Rows of labeled points

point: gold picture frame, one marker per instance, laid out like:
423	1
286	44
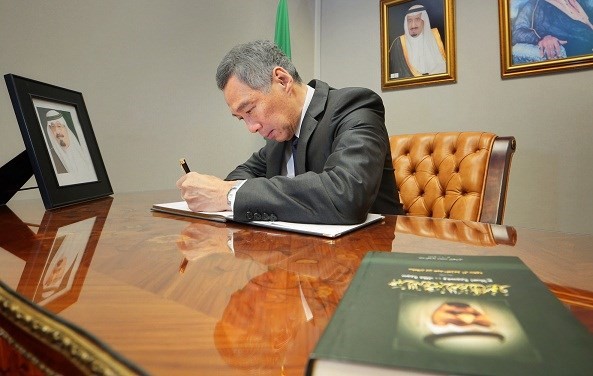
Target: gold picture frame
397	68
526	47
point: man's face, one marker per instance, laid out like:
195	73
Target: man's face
269	113
460	314
60	132
415	24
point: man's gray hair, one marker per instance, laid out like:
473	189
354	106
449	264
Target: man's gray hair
252	63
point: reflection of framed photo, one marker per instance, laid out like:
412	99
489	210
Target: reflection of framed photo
66	241
417	43
545	36
60	142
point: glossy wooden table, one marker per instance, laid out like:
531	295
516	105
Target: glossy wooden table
176	295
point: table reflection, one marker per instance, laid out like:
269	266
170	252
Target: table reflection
289	286
57	257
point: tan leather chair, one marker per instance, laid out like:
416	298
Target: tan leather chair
468	232
459	175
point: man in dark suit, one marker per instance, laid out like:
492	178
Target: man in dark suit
326	159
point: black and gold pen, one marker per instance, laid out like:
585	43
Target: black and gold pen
184	165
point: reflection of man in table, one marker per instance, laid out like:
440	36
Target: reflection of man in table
68	154
420	50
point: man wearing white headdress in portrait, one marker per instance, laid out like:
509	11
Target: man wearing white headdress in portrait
68	155
420	50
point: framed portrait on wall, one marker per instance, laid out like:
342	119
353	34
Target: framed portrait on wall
545	36
417	43
60	142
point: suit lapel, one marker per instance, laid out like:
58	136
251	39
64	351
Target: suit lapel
316	108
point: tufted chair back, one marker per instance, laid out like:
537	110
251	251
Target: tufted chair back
458	175
468	232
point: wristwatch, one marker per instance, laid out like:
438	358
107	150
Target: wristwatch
230	196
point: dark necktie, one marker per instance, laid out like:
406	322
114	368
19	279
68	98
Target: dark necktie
294	143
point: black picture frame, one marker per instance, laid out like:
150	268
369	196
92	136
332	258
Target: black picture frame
67	171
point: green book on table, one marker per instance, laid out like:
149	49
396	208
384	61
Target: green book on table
447	314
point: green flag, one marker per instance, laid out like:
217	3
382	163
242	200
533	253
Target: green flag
282	34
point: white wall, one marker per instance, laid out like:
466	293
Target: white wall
551	184
146	70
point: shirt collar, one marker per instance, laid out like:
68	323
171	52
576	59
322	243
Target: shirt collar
308	97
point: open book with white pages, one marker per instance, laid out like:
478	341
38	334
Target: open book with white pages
328	231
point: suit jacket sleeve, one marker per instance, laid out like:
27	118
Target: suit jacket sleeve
341	161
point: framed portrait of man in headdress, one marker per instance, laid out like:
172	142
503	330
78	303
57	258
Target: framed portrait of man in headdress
545	36
60	142
417	43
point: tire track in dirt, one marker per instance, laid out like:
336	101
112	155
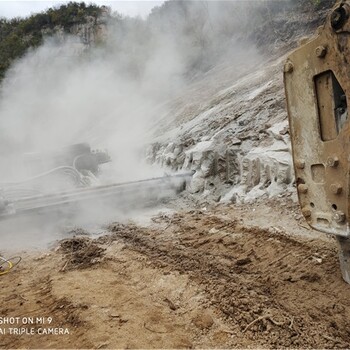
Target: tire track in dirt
273	290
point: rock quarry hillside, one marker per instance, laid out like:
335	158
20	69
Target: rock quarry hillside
231	125
227	119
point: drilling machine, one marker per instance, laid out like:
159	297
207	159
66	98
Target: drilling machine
317	87
65	177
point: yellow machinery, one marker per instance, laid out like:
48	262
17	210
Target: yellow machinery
317	86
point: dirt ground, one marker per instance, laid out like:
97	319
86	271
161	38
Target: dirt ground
217	277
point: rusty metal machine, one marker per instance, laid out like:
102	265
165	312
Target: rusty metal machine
317	86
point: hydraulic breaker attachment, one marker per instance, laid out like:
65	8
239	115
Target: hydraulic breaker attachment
317	86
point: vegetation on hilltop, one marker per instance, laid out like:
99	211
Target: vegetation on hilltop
17	35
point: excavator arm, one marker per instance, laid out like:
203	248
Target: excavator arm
317	86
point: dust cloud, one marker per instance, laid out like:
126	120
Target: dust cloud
111	92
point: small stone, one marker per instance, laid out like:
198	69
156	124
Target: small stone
203	320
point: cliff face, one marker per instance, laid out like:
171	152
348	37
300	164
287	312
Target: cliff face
236	138
237	142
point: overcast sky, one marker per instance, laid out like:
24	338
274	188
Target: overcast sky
24	8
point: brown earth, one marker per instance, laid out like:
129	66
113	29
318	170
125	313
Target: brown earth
220	277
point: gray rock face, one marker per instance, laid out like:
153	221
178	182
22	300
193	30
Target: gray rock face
238	144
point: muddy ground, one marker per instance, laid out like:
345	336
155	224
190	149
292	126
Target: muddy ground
217	277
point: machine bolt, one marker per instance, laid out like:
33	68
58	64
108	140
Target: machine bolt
339	217
332	162
302	188
321	51
339	17
288	67
336	188
306	212
300	164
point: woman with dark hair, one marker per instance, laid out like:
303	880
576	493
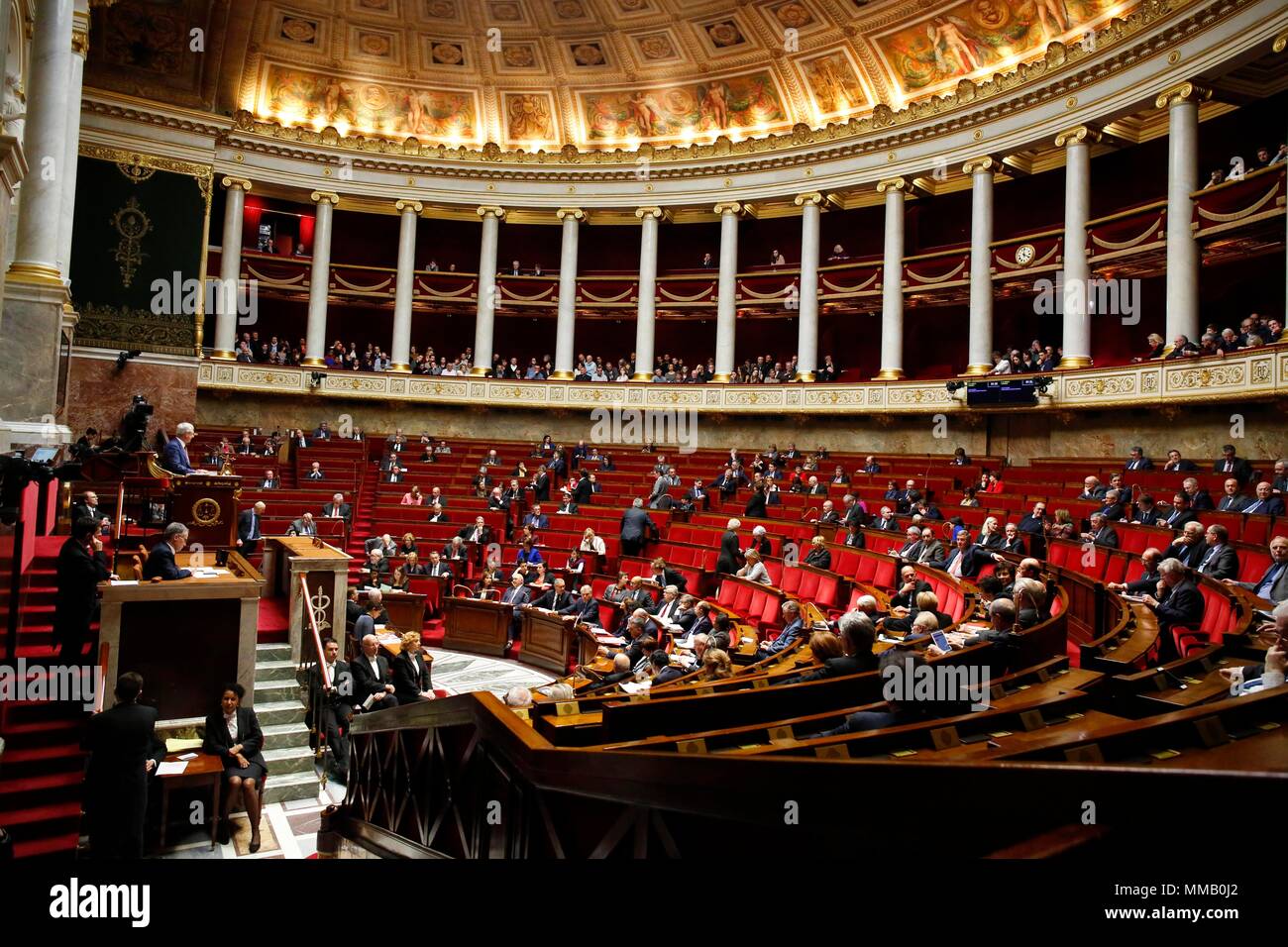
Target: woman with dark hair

**EXERCISE BRIEF:**
Reproduce every one of the rows above word for word, leaving out the pictures.

**RESULT FOR THIS EXERCISE:**
point: gold picture frame, one marker per instance, laid out like:
423	1
286	44
Target: gold picture frame
397	68
526	47
point: man's face, one marker per instance, laid out like:
195	73
Target: man's face
269	113
460	314
60	132
415	24
point: man's gray hair, one marker per instance, laid out like:
473	189
354	106
449	264
Target: man's gray hair
252	63
point: reflection of framed photo, one marker per instance, laid out like:
412	99
489	210
Target: reflection of framed photo
66	241
417	43
545	36
60	142
point: glossy wooden table, one marker per instance, laid out like:
531	295
516	105
Target: glossy wooden table
176	295
point: table reflection, one marker per instance, laid out like:
269	266
170	252
Target: table reflection
289	286
57	257
point: tan leather chair, one marker per instance, laid out like:
416	298
Target: tan leather chair
468	232
459	175
point: man in dark suit, one marker per instance, laid out like:
492	178
Target: man in dark suit
326	159
point: black and gold pen, one marker per instance, laid out like:
585	43
Target: black and gold pen
184	165
point: reflection of man in table, one marker per instance, laid out like:
440	36
Target: reflection of man in table
68	154
420	50
point: man wearing white headdress in portrait, one marker per instance, laid out like:
509	11
Target: man wearing white headdress in portrait
68	155
420	50
point: framed portrait on wall, one marker per instance, laid out like:
342	119
353	34
Target: framed portrait on wall
545	36
417	43
60	142
point: suit lapel, one marker per instance, laid out like:
58	136
251	39
64	351
Target: suit lapel
316	108
point: tufted chair back, one marker per instance, laid out like:
537	110
251	251
Target: tufted chair back
458	175
468	232
point: wristwatch, one marker per instance, laid out like:
438	358
107	150
Target: wristwatch
230	196
point: dark necktie, one marker per instance, laid out like:
406	322
114	368
19	279
68	98
Target: dark necktie
294	143
point: black picture frame, one marker per instance, laid out like:
150	268
369	196
92	136
332	258
Target: black picture frame
67	171
point: green book on table, one marker per instance, laid out like:
149	49
396	208
384	61
Target: green book on table
447	314
point: green flag, one marker per instance, laid out like:
217	3
382	163
242	200
533	253
Target: green flag
282	34
point: white wall, one marker per instance, laid out like:
466	293
Target: white wall
551	184
146	70
point: shirt collar, one marker per instance, laid out like:
68	323
171	52
576	59
322	243
Target: shirt collar
308	97
point: open book with white pages, one marker per instance, laid out like:
478	341
38	334
Target: open book with white pages
328	231
point: suit jacket sleeve, one marker per instance, laid out like:
27	118
Target: suit jacket sleeve
341	161
point: framed portrait of man in headdress, one marker per instance, laid out like:
172	142
503	330
78	303
57	258
Target: framed portrait of man in headdress
545	36
60	142
417	43
point: tire track in dirt, one marker per instance, laid out like:
336	101
112	155
Target: tire track in dirt
273	290
point: rock quarry hillside, one marker per instance, laid out like:
335	158
20	69
Target: rock quarry hillside
231	125
227	119
point: drilling machine, one marker per instance, laid out like:
159	297
207	159
66	98
Target: drilling machine
317	87
65	177
point: yellow machinery, one marker per instance, laid out like:
48	262
17	210
Target: yellow machinery
317	86
point: dirt ground, one marker per instance, laid out like:
97	319
86	271
161	38
Target: dirt ground
217	277
point: rusty metal machine, one marker per instance, laid out like:
102	265
165	312
Target: rusty metal machine
317	86
point: hydraulic breaker attachment, one marker per instance, laid out like:
65	8
239	115
Target: hydraulic breaker attachment
317	86
point: vegetation on hilltop, one marker per instance, laid out like:
99	211
Target: vegetation on hilltop
17	35
point: excavator arm, one marker per instance, laid out like:
203	248
Target: excavator arm
317	86
point: dust cloud, one marker per instance, laid out like:
126	120
Target: dust cloud
111	92
point: small stone, one marker per instance, laid out like:
198	69
156	124
Target: small stone
203	320
point: cliff face, one marker per instance, laid out like:
171	152
348	37
300	164
287	312
Target: cliff face
236	138
237	142
point: overcast sky, one marker per instance, laid out like:
24	338
274	188
Target: overcast sky
24	8
point: brown earth, one marker per instance, laid out like:
129	66
113	29
318	170
125	313
Target: brown earth
220	277
point: gray rock face, one marker per instance, laid out like:
153	221
178	182
22	300
193	30
Target: gray rock face
238	144
point: muddy ground, one marker per instance, laid out like:
345	336
155	224
190	149
292	126
Target: muddy ground
217	277
point: machine bolt, one marker per instance, laid out like:
33	68
58	64
108	140
Target: machine bolt
339	217
332	162
302	188
321	51
339	17
288	67
336	188
306	212
300	164
point: woman with dark hair, one marker per instance, laid out like:
303	880
576	493
Target: woman with dark hair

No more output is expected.